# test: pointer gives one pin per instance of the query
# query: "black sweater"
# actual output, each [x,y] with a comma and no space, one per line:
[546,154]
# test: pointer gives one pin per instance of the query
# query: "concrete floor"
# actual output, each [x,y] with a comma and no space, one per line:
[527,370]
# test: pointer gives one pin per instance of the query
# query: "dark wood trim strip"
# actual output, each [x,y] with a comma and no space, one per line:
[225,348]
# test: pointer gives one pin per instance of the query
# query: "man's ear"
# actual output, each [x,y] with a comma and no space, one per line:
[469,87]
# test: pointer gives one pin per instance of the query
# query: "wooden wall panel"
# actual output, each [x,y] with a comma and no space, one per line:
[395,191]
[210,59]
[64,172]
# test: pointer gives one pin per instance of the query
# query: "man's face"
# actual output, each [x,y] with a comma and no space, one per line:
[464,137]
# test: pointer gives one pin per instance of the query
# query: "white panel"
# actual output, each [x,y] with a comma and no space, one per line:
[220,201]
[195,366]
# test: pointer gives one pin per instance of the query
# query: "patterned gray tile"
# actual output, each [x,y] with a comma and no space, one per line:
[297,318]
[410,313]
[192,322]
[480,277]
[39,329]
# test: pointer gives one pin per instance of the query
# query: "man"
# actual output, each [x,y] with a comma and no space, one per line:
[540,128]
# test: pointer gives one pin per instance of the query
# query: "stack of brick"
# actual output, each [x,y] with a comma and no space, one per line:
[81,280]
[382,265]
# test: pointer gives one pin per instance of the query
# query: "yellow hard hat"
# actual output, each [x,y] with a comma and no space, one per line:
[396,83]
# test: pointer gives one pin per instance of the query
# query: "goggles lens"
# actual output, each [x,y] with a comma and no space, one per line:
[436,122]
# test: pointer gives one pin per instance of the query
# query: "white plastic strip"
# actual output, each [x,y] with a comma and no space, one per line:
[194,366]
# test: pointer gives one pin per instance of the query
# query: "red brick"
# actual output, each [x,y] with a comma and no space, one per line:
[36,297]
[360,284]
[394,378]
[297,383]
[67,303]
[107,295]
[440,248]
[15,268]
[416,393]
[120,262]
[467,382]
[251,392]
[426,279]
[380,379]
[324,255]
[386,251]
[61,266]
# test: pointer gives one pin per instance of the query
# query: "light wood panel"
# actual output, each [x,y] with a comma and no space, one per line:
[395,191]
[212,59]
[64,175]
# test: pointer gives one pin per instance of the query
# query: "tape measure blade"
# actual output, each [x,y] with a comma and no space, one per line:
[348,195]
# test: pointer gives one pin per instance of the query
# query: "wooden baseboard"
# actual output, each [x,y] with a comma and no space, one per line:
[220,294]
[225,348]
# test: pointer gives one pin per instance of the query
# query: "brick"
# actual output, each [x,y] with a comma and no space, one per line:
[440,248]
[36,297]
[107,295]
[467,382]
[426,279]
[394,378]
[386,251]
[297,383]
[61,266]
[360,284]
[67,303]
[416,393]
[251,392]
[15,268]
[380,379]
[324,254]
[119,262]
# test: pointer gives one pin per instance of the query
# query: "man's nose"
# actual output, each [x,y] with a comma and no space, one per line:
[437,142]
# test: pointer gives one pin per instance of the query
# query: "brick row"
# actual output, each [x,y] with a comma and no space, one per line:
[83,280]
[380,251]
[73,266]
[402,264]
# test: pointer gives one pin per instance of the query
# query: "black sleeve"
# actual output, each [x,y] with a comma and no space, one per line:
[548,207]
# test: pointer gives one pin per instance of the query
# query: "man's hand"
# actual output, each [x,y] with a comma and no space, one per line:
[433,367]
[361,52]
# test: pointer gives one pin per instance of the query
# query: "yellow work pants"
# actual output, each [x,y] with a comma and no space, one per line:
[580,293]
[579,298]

Prompt →
Return every line of the records that contains the string "strip".

Correct response →
# query: "dark wood trim strip"
# query: "white plastic strip"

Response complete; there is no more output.